> [Task to carry out]:
Copy the items from the beginning through the line containing "110), (113, 117)]", replacing "masks" with "outlines" and leaving everything else unchanged. Omit the pictures.
+++
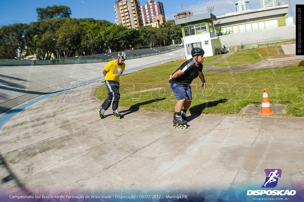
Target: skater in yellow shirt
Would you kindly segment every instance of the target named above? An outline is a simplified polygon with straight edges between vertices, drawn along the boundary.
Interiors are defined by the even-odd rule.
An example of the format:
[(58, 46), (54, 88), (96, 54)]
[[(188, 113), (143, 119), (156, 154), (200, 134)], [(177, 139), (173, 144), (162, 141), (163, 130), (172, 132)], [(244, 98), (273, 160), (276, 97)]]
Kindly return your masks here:
[(118, 119), (120, 118), (120, 114), (117, 110), (120, 96), (119, 78), (125, 70), (124, 61), (127, 56), (123, 52), (119, 53), (117, 59), (108, 62), (102, 70), (102, 73), (105, 77), (105, 80), (109, 94), (98, 112), (99, 119), (103, 118), (105, 111), (109, 107), (113, 110), (113, 117)]

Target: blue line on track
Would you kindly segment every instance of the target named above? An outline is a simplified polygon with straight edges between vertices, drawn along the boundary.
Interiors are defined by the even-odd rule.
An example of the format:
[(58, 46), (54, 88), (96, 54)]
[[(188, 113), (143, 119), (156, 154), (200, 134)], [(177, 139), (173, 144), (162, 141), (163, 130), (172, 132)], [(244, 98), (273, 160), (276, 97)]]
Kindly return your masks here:
[[(168, 59), (168, 60), (164, 60), (164, 61), (166, 61), (168, 60), (170, 60), (170, 59)], [(145, 66), (150, 65), (151, 64), (155, 64), (158, 63), (158, 62), (154, 62), (148, 64), (146, 64), (142, 66), (137, 67), (135, 67), (133, 68), (132, 68), (131, 69), (126, 70), (125, 71), (130, 71), (130, 70), (145, 67)], [(6, 112), (5, 114), (3, 115), (1, 117), (0, 117), (0, 128), (2, 127), (5, 124), (5, 123), (8, 121), (10, 119), (13, 117), (15, 115), (17, 114), (18, 113), (21, 111), (23, 111), (23, 110), (26, 109), (27, 107), (28, 107), (31, 105), (39, 101), (40, 101), (44, 99), (47, 98), (50, 96), (54, 95), (56, 93), (58, 93), (60, 92), (62, 92), (63, 91), (66, 90), (70, 89), (73, 88), (74, 88), (77, 85), (78, 86), (81, 85), (83, 84), (85, 84), (86, 83), (88, 83), (89, 82), (95, 80), (101, 79), (102, 78), (104, 78), (104, 77), (105, 77), (104, 76), (94, 78), (92, 78), (91, 79), (88, 80), (85, 82), (78, 83), (77, 84), (77, 85), (74, 86), (70, 88), (65, 87), (64, 88), (62, 89), (61, 90), (54, 91), (54, 92), (50, 93), (46, 93), (49, 94), (48, 94), (47, 95), (44, 95), (39, 97), (35, 99), (34, 99), (31, 100), (29, 102), (27, 102), (27, 103), (26, 103), (25, 104), (24, 104), (22, 105), (21, 105), (17, 107), (16, 107), (13, 110), (8, 110), (7, 111), (7, 112)], [(4, 113), (5, 113), (5, 112), (4, 112)]]

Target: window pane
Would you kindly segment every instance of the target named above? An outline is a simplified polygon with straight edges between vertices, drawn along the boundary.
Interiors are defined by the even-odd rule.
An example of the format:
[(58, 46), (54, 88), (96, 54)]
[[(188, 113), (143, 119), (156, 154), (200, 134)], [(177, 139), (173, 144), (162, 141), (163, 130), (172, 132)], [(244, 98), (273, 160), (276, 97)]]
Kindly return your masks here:
[(211, 32), (211, 33), (213, 33), (214, 32), (213, 31), (213, 30), (212, 27), (212, 24), (210, 23), (209, 23), (209, 30), (210, 30), (210, 32)]
[(246, 31), (247, 32), (250, 32), (252, 30), (252, 29), (251, 28), (251, 24), (245, 24), (245, 28), (246, 28)]
[(188, 51), (188, 54), (191, 55), (191, 51), (192, 50), (192, 48), (191, 48), (191, 44), (187, 44), (186, 46), (187, 46), (187, 50)]
[(190, 35), (194, 35), (195, 34), (195, 30), (194, 30), (194, 26), (191, 25), (189, 26), (189, 28), (190, 29)]
[(201, 31), (201, 26), (199, 24), (195, 25), (195, 31), (197, 34), (202, 33), (202, 31)]
[(241, 32), (245, 32), (245, 25), (239, 25), (239, 29), (240, 29), (240, 33)]
[(202, 33), (207, 33), (207, 29), (206, 28), (206, 23), (201, 23), (201, 30), (202, 31)]
[(265, 29), (265, 24), (264, 24), (264, 21), (259, 22), (258, 22), (258, 23), (259, 23), (259, 30)]
[(251, 23), (251, 26), (252, 27), (252, 31), (255, 31), (258, 30), (259, 28), (257, 26), (257, 23)]
[(189, 27), (188, 26), (184, 27), (184, 34), (185, 37), (190, 35), (190, 33), (189, 32)]
[(239, 26), (237, 25), (232, 26), (232, 30), (233, 31), (233, 33), (235, 34), (239, 33)]

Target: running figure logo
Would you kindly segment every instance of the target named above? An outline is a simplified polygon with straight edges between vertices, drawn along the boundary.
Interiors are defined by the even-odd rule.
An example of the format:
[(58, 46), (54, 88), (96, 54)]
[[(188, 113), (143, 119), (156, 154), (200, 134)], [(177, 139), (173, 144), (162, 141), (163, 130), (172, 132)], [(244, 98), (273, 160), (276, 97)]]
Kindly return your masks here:
[(282, 175), (281, 169), (265, 169), (264, 170), (266, 174), (266, 179), (262, 187), (273, 188), (278, 184), (278, 177), (280, 178)]

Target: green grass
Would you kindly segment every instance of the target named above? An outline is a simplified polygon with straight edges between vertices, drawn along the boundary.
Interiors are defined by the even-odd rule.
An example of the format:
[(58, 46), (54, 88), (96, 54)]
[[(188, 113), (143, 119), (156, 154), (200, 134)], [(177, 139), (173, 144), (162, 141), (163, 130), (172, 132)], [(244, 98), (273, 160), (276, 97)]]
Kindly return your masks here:
[[(172, 95), (168, 79), (182, 62), (170, 62), (122, 77), (119, 106), (173, 113), (177, 100)], [(266, 88), (271, 104), (288, 106), (285, 116), (304, 117), (303, 67), (204, 75), (207, 83), (206, 89), (202, 91), (202, 82), (198, 78), (192, 82), (193, 99), (189, 109), (192, 114), (240, 114), (242, 108), (249, 104), (261, 105)], [(98, 88), (95, 93), (102, 101), (107, 94), (105, 85)]]
[[(267, 48), (267, 49), (265, 49)], [(267, 53), (270, 54), (267, 55)], [(226, 67), (227, 64), (230, 66), (247, 64), (262, 61), (262, 58), (259, 54), (261, 54), (262, 57), (266, 57), (268, 55), (275, 56), (278, 55), (278, 53), (274, 47), (268, 47), (258, 48), (254, 48), (244, 50), (239, 50), (227, 57), (228, 63), (225, 63), (224, 60), (216, 64), (214, 66), (217, 67)]]

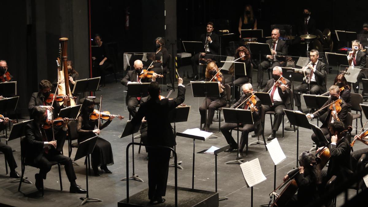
+++
> [Answer to this problem]:
Target: skater in yellow shirt
Would you kindly segment every instance of the target named above? An outline is a simplified polygon with straight edges between vertices, drawn along the boundary.
Interiors are defined by the even-odd rule.
An example of the format:
[(58, 46), (54, 88), (96, 54)]
[[(188, 113), (143, 119), (156, 154), (200, 134)], [(177, 139), (173, 144), (162, 141), (163, 130), (172, 132)], [(244, 98), (273, 160), (276, 97)]]
Kindly return your outlines here:
[(118, 119), (120, 118), (120, 114), (117, 110), (120, 96), (119, 78), (125, 70), (124, 61), (127, 56), (123, 52), (119, 53), (117, 59), (108, 62), (102, 70), (102, 73), (105, 77), (105, 80), (109, 94), (98, 112), (99, 119), (103, 118), (105, 111), (109, 107), (113, 110), (113, 117)]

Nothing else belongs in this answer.